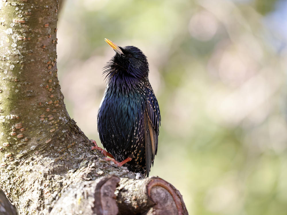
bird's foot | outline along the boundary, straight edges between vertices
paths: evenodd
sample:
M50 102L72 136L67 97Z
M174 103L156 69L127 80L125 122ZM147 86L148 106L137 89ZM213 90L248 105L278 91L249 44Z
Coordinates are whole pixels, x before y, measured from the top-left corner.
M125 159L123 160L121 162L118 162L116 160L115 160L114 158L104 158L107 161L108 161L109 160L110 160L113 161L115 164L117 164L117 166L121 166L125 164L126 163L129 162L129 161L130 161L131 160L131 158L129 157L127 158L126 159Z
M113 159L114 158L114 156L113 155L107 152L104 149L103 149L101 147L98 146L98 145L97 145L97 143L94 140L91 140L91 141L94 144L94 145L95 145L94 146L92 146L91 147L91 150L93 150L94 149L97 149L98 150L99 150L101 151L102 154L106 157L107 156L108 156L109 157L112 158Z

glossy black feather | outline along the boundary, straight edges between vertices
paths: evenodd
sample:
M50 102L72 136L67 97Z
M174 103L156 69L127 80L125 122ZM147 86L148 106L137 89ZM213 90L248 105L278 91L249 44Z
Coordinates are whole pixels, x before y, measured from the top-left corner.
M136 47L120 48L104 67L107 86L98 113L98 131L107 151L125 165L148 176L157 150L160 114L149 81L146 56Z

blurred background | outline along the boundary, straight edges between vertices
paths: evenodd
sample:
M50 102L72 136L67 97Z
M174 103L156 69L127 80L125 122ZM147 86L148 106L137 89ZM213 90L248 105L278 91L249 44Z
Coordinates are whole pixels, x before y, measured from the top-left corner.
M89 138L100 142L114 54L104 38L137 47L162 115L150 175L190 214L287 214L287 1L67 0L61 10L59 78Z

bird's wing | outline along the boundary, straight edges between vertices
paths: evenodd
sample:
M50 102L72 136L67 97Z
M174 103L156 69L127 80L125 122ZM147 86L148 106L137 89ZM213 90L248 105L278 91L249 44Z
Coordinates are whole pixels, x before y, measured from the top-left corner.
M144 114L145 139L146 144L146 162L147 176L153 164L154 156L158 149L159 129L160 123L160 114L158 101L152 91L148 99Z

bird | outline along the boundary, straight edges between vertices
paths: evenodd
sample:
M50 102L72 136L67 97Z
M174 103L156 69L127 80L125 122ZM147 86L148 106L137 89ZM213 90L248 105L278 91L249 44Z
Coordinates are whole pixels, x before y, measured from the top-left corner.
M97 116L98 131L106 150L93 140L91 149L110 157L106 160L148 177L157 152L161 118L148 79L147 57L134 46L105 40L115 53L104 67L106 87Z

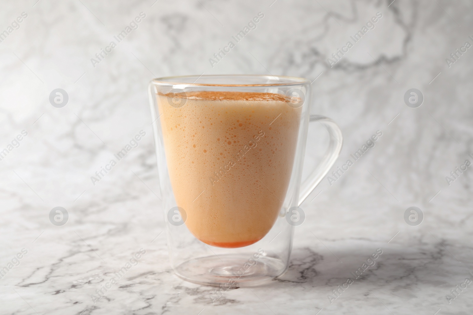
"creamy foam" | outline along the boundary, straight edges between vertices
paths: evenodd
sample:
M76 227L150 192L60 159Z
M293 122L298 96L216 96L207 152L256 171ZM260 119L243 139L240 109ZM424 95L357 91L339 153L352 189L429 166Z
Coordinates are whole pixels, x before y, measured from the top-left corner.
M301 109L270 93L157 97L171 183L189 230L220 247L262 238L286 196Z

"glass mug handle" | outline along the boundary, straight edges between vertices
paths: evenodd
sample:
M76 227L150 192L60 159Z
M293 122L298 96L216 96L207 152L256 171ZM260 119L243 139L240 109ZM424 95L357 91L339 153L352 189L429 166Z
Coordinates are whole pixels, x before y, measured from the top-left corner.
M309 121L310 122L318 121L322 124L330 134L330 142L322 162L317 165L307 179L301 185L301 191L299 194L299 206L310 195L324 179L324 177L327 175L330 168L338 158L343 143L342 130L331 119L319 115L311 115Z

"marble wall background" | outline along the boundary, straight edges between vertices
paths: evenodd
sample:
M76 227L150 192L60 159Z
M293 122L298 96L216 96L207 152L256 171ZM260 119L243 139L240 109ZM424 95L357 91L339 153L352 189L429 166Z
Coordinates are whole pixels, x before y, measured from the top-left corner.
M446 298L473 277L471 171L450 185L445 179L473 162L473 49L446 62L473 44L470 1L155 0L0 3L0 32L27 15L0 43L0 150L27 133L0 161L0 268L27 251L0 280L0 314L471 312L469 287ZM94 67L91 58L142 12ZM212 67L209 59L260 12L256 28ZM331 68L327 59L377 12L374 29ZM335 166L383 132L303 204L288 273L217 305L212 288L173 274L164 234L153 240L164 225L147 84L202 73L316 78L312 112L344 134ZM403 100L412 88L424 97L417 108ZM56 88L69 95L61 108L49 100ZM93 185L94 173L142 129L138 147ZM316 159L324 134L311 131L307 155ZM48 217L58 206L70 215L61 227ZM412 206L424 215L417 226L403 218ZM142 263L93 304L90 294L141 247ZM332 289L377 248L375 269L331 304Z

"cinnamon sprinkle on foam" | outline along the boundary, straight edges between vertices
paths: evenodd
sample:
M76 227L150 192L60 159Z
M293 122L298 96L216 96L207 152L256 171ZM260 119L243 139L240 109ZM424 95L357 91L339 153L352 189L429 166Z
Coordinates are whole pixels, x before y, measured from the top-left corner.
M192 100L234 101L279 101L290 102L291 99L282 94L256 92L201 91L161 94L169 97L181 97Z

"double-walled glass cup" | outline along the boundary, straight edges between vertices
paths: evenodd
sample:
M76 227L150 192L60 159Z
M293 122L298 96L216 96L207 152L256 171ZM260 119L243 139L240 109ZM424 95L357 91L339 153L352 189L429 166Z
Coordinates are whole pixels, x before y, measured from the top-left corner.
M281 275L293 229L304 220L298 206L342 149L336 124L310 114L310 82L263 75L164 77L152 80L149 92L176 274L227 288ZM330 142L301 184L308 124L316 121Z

(Description of the task): Copy out all of the entries above exactly as they appear, but leave out the pictures.

(Result for this task):
bird's foot | outline along the boundary, straight edges between vertices
paths: evenodd
sample:
M50 102L72 136L67 97Z
M174 103L156 69L127 80L125 122ZM147 86L148 106L137 89ZM213 90L248 105L278 91L249 44Z
Coordinates are whole pixels, x before y, measured from the top-left corner.
M125 159L123 160L121 162L118 162L116 160L115 160L114 158L104 158L107 161L108 161L109 160L110 160L113 161L115 164L117 164L117 166L121 166L125 164L126 163L129 162L129 161L130 161L131 160L131 158L129 157L127 158L126 159Z
M113 159L114 158L114 156L113 155L107 152L104 149L103 149L101 147L98 146L98 145L97 145L97 143L94 140L91 140L91 141L94 144L94 145L95 145L94 146L92 146L91 147L91 150L93 150L94 149L97 149L98 150L99 150L101 151L102 154L106 157L107 156L108 156L109 157L112 158Z

glossy black feather | outline along the boundary, straight edges between vertices
paths: evenodd
sample:
M50 102L72 136L67 97Z
M174 103L156 69L127 80L125 122ZM147 86L148 106L137 89ZM213 90L248 105L278 91L249 44Z
Coordinates are whole pixels, x before y, measured from the top-left corner.
M136 47L120 48L104 67L107 86L98 113L98 131L107 151L125 165L148 176L157 150L160 114L149 81L146 56Z

blurred background | outline along the boundary, straight edges between vertices
paths: evenodd
sample:
M50 102L72 136L67 97Z
M174 103L156 69L127 80L125 122ZM147 86L148 106L137 89ZM213 90L248 105L278 91L249 44Z
Coordinates are whole pixels, x before y, measured from the top-left corner.
M89 138L100 142L114 54L104 38L137 47L162 115L150 175L190 214L287 214L287 1L67 0L61 10L59 78Z

bird's wing | outline along the boundary, straight edges between vertices
paths: evenodd
sample:
M50 102L72 136L67 97Z
M174 103L156 69L127 80L125 122ZM147 86L148 106L137 89ZM213 90L248 105L278 91L249 44Z
Coordinates are whole pixels, x before y, measured from the top-left corner.
M144 114L145 139L146 144L146 162L147 176L153 164L154 156L158 149L159 129L160 123L160 114L158 101L152 91L148 99Z

bird | outline along the boundary, straight edges between vertices
paths: evenodd
sample:
M50 102L72 136L67 97Z
M174 103L156 69L127 80L125 122ZM147 86L148 106L137 89ZM213 90L248 105L278 91L249 44Z
Coordinates are whole pixels, x before y, measured from the top-left corner.
M97 116L98 131L106 150L93 140L91 149L110 157L106 160L148 177L157 152L161 118L148 79L147 57L134 46L105 40L115 53L104 67L106 87Z

"creamy foam" | outline along the boundary, straight edges between vertices
paths: evenodd
sample:
M76 227L150 192L60 159Z
M293 122L298 96L216 96L207 152L256 171ZM260 119L243 139L240 109ZM424 95L357 91L339 153L352 189L429 166Z
Coordinates are whole pixels, x before y, measured from the top-left corner.
M301 109L270 93L157 97L171 183L189 230L220 247L262 238L286 196Z

"glass mug handle" | outline along the boundary, straight edges between vertices
paths: evenodd
sample:
M76 227L150 192L60 159Z
M293 122L298 96L216 96L207 152L256 171ZM260 119L243 139L240 109ZM424 95L357 91L339 153L352 189L429 166Z
Coordinates are whole pixels, x before y, measured from the top-left corner.
M309 121L310 122L318 121L322 124L330 134L330 142L322 162L317 165L307 179L301 185L301 191L299 194L299 206L310 195L324 179L324 177L327 175L330 168L338 158L343 143L342 130L331 119L319 115L311 115Z

"marble wall background" | outline along the boundary, straight edges between vertices
paths: evenodd
sample:
M76 227L150 192L60 159Z
M293 122L298 96L216 96L207 152L256 171ZM260 119L243 139L240 109ZM424 95L357 91L339 153L352 189L429 166Z
Coordinates are whole pixels, x before y, measured from the top-left corner.
M446 298L473 277L471 171L450 185L445 179L473 162L473 49L446 62L473 44L470 1L155 0L0 3L0 32L27 15L0 43L0 150L27 133L0 161L0 268L27 251L0 280L0 314L471 312L469 287ZM94 67L91 58L142 12ZM212 67L209 59L260 12L256 28ZM331 68L327 59L377 12L374 29ZM335 166L383 132L303 204L288 273L217 305L212 288L173 274L164 234L153 240L164 225L147 84L202 73L316 78L312 112L344 134ZM403 100L412 88L424 97L417 108ZM56 88L69 95L61 108L49 100ZM93 185L94 173L142 129L138 147ZM316 159L324 134L311 131L307 155ZM48 217L58 206L70 215L61 227ZM412 206L424 215L417 226L403 218ZM142 263L93 304L90 294L141 247ZM332 289L377 248L375 269L331 304Z

"cinnamon sprinkle on foam" | outline along the boundary, straight edges between vertices
paths: evenodd
sample:
M76 227L150 192L60 159Z
M293 122L298 96L216 96L207 152L256 171ZM260 119L243 139L240 109ZM424 95L357 91L339 153L352 189L429 166Z
Coordinates are whole pixels, x before y, measured from the top-left corner.
M192 100L234 101L279 101L290 102L291 99L282 94L256 92L201 91L161 94L169 97L181 97Z

"double-walled glass cup" | outline along the boundary, straight edges between vertices
paths: evenodd
sample:
M76 227L150 192L60 159Z
M293 122L298 96L216 96L207 152L256 171ZM260 119L243 139L240 109ZM424 95L357 91L339 153L352 189L429 166Z
Coordinates are whole pixels, x before y, measured from the top-left corner.
M281 275L293 229L304 220L298 206L342 149L336 124L310 114L310 82L263 75L164 77L152 80L149 92L176 274L227 288ZM330 142L301 184L308 124L316 121Z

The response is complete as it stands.